→ **Exercise requirements**: Every entry below must be repeated exactly; skip the pictures.

--- Source information Enclosed Below ---

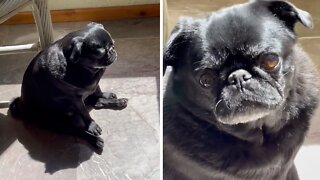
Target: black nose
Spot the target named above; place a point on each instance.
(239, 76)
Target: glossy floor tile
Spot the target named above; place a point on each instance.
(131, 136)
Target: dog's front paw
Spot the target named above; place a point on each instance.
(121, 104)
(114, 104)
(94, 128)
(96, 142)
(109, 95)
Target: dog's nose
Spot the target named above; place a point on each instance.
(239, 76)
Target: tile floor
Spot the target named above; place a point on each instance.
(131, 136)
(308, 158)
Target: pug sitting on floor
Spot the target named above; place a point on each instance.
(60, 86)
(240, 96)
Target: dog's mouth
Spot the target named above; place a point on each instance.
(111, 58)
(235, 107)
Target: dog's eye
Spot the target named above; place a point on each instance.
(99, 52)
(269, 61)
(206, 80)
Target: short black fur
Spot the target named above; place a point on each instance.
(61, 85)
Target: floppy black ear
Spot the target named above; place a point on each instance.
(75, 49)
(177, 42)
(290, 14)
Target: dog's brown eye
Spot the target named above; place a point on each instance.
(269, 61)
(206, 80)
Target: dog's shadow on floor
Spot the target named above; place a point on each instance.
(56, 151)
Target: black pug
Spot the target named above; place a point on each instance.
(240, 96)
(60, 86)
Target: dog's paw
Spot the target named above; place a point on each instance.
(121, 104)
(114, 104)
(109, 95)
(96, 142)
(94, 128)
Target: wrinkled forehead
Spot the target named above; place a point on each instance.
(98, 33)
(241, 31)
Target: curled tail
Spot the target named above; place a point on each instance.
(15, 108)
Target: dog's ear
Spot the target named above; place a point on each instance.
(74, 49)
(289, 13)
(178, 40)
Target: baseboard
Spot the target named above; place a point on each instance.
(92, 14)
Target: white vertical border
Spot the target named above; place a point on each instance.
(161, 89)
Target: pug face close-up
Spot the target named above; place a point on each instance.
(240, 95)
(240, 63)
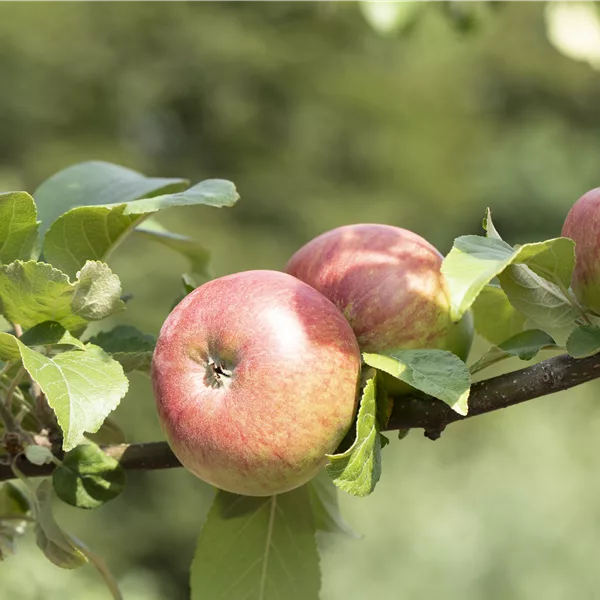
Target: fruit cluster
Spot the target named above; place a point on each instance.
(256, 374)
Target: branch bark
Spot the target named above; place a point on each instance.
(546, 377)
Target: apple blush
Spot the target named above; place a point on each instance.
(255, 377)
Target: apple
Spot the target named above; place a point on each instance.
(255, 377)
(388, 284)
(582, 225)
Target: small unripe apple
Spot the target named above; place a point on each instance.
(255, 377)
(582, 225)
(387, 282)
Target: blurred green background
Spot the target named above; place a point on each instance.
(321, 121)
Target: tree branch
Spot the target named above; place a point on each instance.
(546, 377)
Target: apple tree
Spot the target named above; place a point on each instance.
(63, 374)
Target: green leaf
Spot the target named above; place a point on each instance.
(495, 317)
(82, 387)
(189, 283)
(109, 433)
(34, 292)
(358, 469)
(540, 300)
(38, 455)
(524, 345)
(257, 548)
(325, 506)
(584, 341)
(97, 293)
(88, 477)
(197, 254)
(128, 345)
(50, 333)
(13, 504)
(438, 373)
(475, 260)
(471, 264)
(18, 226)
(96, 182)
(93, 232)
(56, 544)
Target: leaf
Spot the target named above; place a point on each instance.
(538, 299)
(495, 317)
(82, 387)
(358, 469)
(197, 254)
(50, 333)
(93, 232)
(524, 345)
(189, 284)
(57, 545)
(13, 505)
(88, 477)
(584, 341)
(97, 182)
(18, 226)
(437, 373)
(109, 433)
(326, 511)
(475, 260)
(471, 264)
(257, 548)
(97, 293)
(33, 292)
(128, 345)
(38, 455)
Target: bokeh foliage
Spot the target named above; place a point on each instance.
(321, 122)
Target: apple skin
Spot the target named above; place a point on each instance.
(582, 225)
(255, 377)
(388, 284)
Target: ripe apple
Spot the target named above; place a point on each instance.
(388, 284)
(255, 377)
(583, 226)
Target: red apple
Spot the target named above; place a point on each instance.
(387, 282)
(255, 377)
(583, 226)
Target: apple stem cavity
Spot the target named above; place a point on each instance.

--- End of Enclosed Source information ---

→ **Completed exercise**:
Target: black nose
Spot the target named above; place a point on each instance.
(239, 76)
Target: glossy floor tile
Spot the target named above; place a point on each instance.
(131, 136)
Target: dog's front paw
Spot the target named above; place a point on each instance.
(121, 104)
(114, 104)
(94, 128)
(96, 142)
(109, 95)
Target: dog's nose
Spot the target named above; place a point on each instance.
(239, 76)
Target: tile floor
Spot the target named above; place a point on each instance.
(131, 136)
(308, 158)
Target: pug sitting on floor
Spot the target named above; place a point on each instance.
(60, 86)
(240, 96)
Target: dog's mouth
Spot the target named above; place a point on each instance.
(111, 58)
(235, 107)
Target: dog's eye
Spot the target named above; place a point on each instance.
(99, 52)
(269, 61)
(206, 80)
Target: short black fur
Spot the target named above; place a point on each instance.
(61, 85)
Target: floppy black ear
Spot the target named above; place a point on each instance.
(75, 49)
(177, 42)
(290, 14)
Target: dog's brown eye
Spot the target named above; place a point on each instance.
(269, 61)
(206, 80)
Target: dog's shadow on floor
Spot the target named above; place a point on each instance.
(56, 151)
Target: black pug
Spot the target named above; place a point on each instance.
(240, 96)
(60, 86)
Target: dog's paw
Spot the target named above; place a point on each instance.
(121, 104)
(114, 104)
(109, 95)
(96, 142)
(94, 128)
Target: wrinkled forehead
Spot the target named above; place a point on each instance.
(98, 33)
(241, 31)
Target: curled tail
Spot the target named above; place a point on each instance.
(15, 108)
Target: dog's ear
Spot the target named above; place a point on each instance.
(74, 49)
(289, 13)
(178, 40)
Target: baseboard
Spot the target named above; place a point on each instance.
(92, 14)
Target: white vertical border
Spot the target named above; place a point on each instance.
(161, 89)
Target: pug face close-up
Spot the target named above; place a point on each instance.
(240, 95)
(240, 63)
Target: fruit cluster
Spot the target named above; place a point on each instance.
(256, 374)
Target: branch bark
Spot the target named above; place a point on each instance.
(546, 377)
Target: apple blush
Spot the target named above; place a point on each instance.
(255, 377)
Target: apple
Spot the target named above; place a point on each instance.
(255, 377)
(388, 284)
(582, 225)
Target: small unripe apple
Spot the target named above; place a point on each instance.
(255, 377)
(582, 225)
(387, 282)
Target: blurred green background
Spot the target named above; place a point on each instance.
(321, 121)
Target: tree branch
Spot the target named above; place a point on each instance.
(546, 377)
Target: apple tree
Spot the target named above; place a point on each instance.
(63, 374)
Target: green leaf
Spot the target named above; place a point on each instance.
(495, 317)
(82, 387)
(189, 283)
(109, 433)
(34, 292)
(358, 469)
(540, 300)
(38, 455)
(524, 345)
(257, 548)
(325, 506)
(584, 341)
(97, 293)
(88, 477)
(197, 254)
(128, 345)
(50, 333)
(13, 504)
(438, 373)
(475, 260)
(471, 264)
(18, 226)
(96, 182)
(93, 232)
(56, 544)
Target: leaf
Spot the target named above; place a point on each instance.
(538, 299)
(495, 317)
(82, 387)
(358, 469)
(197, 254)
(50, 333)
(93, 232)
(524, 345)
(189, 284)
(57, 545)
(13, 505)
(88, 477)
(584, 341)
(97, 182)
(18, 226)
(437, 373)
(109, 433)
(326, 511)
(475, 260)
(471, 264)
(257, 548)
(97, 293)
(33, 292)
(128, 345)
(38, 455)
Target: bokeh foliage
Spot the target named above; place a point on each instance.
(321, 122)
Target: apple skin
Spot the target named above; place a point on each instance.
(582, 225)
(255, 377)
(388, 284)
Target: ripe apple
Spot the target named above; place a point on each instance.
(388, 284)
(255, 377)
(583, 226)
Target: red apple
Spot the target named above; place a point on each instance.
(387, 282)
(255, 377)
(583, 226)
Target: apple stem cavity
Spot the target named above; place a point on each instance.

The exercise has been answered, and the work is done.